[Записи, выбранные из коллекции]
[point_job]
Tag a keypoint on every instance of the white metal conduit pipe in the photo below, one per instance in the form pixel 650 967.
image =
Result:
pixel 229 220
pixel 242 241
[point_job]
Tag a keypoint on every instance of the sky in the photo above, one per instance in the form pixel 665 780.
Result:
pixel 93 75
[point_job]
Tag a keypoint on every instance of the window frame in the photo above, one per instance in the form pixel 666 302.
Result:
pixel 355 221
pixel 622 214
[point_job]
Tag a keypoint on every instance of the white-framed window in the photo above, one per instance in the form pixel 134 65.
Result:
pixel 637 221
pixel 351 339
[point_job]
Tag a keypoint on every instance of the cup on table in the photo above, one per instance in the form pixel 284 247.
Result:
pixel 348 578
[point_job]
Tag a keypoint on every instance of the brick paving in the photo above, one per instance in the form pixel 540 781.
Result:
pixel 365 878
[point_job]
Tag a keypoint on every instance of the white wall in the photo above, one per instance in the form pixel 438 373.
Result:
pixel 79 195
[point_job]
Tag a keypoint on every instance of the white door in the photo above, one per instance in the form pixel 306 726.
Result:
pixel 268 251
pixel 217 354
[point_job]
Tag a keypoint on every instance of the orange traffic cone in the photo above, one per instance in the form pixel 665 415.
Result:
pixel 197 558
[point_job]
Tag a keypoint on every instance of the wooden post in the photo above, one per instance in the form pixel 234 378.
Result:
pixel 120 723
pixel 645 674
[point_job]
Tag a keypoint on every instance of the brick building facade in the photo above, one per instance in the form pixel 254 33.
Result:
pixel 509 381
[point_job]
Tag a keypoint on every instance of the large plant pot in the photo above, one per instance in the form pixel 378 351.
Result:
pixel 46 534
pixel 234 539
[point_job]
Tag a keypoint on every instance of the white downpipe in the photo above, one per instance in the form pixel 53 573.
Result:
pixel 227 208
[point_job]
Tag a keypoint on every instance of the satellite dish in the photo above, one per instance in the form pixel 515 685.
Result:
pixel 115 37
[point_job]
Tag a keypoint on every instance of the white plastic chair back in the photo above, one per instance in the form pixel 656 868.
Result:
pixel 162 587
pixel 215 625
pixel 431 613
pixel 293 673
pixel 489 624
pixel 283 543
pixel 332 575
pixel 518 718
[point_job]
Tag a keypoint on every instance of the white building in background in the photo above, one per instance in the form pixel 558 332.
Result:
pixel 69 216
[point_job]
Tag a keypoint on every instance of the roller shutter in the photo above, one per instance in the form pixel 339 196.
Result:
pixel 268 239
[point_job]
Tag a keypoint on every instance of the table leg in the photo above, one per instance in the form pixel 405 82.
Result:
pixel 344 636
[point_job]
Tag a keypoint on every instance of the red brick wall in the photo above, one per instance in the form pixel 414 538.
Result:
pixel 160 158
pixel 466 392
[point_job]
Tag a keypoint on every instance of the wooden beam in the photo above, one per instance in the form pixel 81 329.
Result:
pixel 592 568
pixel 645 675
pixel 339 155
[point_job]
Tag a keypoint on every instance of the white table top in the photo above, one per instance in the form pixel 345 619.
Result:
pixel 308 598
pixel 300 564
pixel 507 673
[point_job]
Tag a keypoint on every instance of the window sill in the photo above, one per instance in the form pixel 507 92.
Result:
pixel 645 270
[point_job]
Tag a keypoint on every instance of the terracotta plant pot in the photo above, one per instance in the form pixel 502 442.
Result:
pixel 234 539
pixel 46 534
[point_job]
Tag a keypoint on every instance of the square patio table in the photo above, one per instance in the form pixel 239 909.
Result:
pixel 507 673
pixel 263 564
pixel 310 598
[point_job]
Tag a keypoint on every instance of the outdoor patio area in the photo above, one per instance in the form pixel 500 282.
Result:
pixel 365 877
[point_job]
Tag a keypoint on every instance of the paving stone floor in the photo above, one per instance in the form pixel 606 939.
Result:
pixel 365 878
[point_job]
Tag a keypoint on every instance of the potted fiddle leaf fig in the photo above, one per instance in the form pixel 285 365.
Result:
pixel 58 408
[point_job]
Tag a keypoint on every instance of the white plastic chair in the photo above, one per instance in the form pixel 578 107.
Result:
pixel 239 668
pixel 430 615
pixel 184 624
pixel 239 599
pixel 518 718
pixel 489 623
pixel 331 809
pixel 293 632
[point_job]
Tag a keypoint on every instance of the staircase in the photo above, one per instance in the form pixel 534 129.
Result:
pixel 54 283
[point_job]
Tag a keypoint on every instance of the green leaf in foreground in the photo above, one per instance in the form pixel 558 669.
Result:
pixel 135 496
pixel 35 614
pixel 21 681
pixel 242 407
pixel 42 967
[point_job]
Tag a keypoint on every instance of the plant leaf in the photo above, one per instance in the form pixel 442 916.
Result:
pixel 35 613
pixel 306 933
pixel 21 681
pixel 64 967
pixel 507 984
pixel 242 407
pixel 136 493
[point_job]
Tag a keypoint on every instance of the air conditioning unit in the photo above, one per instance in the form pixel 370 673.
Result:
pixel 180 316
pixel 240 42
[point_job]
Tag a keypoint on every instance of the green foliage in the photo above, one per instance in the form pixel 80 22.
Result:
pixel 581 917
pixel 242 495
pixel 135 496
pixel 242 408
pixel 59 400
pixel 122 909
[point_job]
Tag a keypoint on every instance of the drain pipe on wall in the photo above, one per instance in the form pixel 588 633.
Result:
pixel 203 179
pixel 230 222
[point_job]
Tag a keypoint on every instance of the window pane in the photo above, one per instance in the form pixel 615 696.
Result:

Цель задания
Выведите все записи выше в точности так, как они даны, строка в строку и без единого изменения.

Образец ответа
[point_job]
Tag a keypoint on every instance of the white metal conduit pipe in the photo below, one per instance in the form pixel 650 967.
image =
Result:
pixel 229 220
pixel 242 241
[point_job]
Tag a keypoint on every instance of the sky in the photo above, one per instance in the form pixel 665 780.
Result:
pixel 93 75
[point_job]
Tag a keypoint on every instance of the window frame in the photo above, one per instance in the form pixel 666 302.
Result:
pixel 355 221
pixel 622 214
[point_job]
Tag a keypoint on every instance of the white-framed window in the photo above, one per instance in the form pixel 134 65.
Result:
pixel 637 221
pixel 351 339
[point_job]
Tag a keypoint on every instance of the cup on table in the photo above, one per instance in the form pixel 284 247.
Result:
pixel 348 578
[point_job]
Tag a keypoint on every instance of the brick paving in the photo above, one per instance in the form pixel 540 781.
Result:
pixel 365 878
[point_job]
Tag a keypoint on every instance of the white wall in the photo above, one per instance in the form pixel 438 373.
Result:
pixel 79 195
[point_job]
Tag a keypoint on every instance of the white door in the photo above, one per instance in the form pixel 306 726.
Result:
pixel 268 251
pixel 217 354
[point_job]
Tag a keypoint on every instance of the orange traffic cone in the photo above, one per instance in the form pixel 665 415.
Result:
pixel 197 558
[point_job]
Tag a keypoint on every instance of the wooden post in the photo above, one per instance in the form pixel 234 378.
Result:
pixel 120 723
pixel 645 674
[point_job]
Tag a keypoint on every instance of the brick building facade in the photo above, one per instance in the form pixel 254 33.
Result:
pixel 509 381
[point_job]
Tag a keypoint on every instance of the large plant pot in the photo above, one per instance in the form pixel 378 351.
Result:
pixel 46 534
pixel 234 539
[point_job]
Tag a keypoint on every instance of the white downpipe in the photo above, one per instance in the form pixel 53 573.
Result:
pixel 227 208
[point_job]
Tag a keypoint on every instance of the satellite dish in the photo above, one per instance in the form pixel 515 685.
Result:
pixel 115 37
[point_job]
Tag a keypoint on every instance of the white plastic chair back in the photo above, one per instance in the form pixel 656 868.
Result:
pixel 162 587
pixel 215 625
pixel 431 613
pixel 293 673
pixel 489 624
pixel 283 543
pixel 332 575
pixel 518 718
[point_job]
Tag a keypoint on every instance of the white building in background in the photo above, one per instance in the form pixel 558 332.
Result:
pixel 69 216
[point_job]
Tag a keypoint on every instance of the roller shutter in the photo above, one per instance in the form pixel 339 196.
Result:
pixel 268 239
[point_job]
Tag a keypoint on every instance of the table leg in the photo above, one per instance in the form pixel 405 82.
Result:
pixel 344 636
[point_job]
Tag a keypoint on every instance of the red brick wall in the photo above, one per instance in the form pixel 414 538.
Result:
pixel 160 158
pixel 466 392
[point_job]
Tag a keypoint on every instance of the wooden beam in the photo above, one per instance in the form pixel 81 329.
Result:
pixel 592 568
pixel 645 675
pixel 339 155
[point_job]
Tag a keypoint on every instance of the white table top in the photo above, one per instance in the form pixel 345 619.
Result:
pixel 308 598
pixel 300 564
pixel 507 673
[point_job]
Tag a keypoint on every instance of the window sill in the photo above, one per instance in the form pixel 507 92.
Result:
pixel 645 270
[point_job]
Tag a keypoint on every instance of the terracotta plant pot in the photo above, one per instance in the form pixel 502 442.
Result:
pixel 234 539
pixel 46 534
[point_job]
Tag a keypoint on every instance of the square patio table in the photo above, one per instance in the form pixel 239 909.
Result:
pixel 507 673
pixel 263 564
pixel 310 598
[point_job]
Tag a keypoint on every instance of the outdoor patio area in the photo above, one per instance in the form pixel 500 282.
Result:
pixel 365 877
[point_job]
Tag a keypoint on every instance of the paving stone floor in the photo above, one per instance in the form pixel 606 939.
Result:
pixel 365 878
[point_job]
Tag a keypoint on every instance of the potted fiddle leaf fig in the photo above, one per instance in the form pixel 285 365.
Result:
pixel 58 408
[point_job]
Tag a keypoint on every instance of the white plastic chair in the photo above, one per instance in the form pixel 578 107.
Result:
pixel 239 668
pixel 430 615
pixel 184 624
pixel 239 599
pixel 518 718
pixel 489 623
pixel 331 809
pixel 293 632
[point_job]
Tag a keypoint on every instance of the staircase in the photo above, one per instance in the form pixel 534 129.
Result:
pixel 54 283
[point_job]
Tag a keypoint on every instance of the green leaf in foreground in the photo above, one per instance in the form pixel 558 669.
Result:
pixel 135 496
pixel 35 614
pixel 21 681
pixel 242 407
pixel 42 967
[point_job]
Tag a keypoint on every instance of the plant leaf in the photo above, one per instance in the form pixel 442 916.
Result:
pixel 35 613
pixel 306 933
pixel 21 681
pixel 64 967
pixel 507 984
pixel 242 407
pixel 136 493
[point_job]
Tag a keypoint on every instance of the air conditioning unit in the photo above, one per instance in the form pixel 370 673.
Result:
pixel 180 316
pixel 240 42
[point_job]
Tag a keypoint on every instance of the green foliage in the photo above, one per instance in the form pixel 80 22.
Result:
pixel 581 917
pixel 242 495
pixel 135 496
pixel 242 408
pixel 59 400
pixel 122 909
[point_job]
Tag a keypoint on every instance of the drain pipe on wall in the photo above, one per instance in the form pixel 588 633.
Result:
pixel 203 179
pixel 230 222
[point_job]
Tag a keypoint on every instance of the window pane in the photo above, one per instance in the form pixel 615 696.
Result:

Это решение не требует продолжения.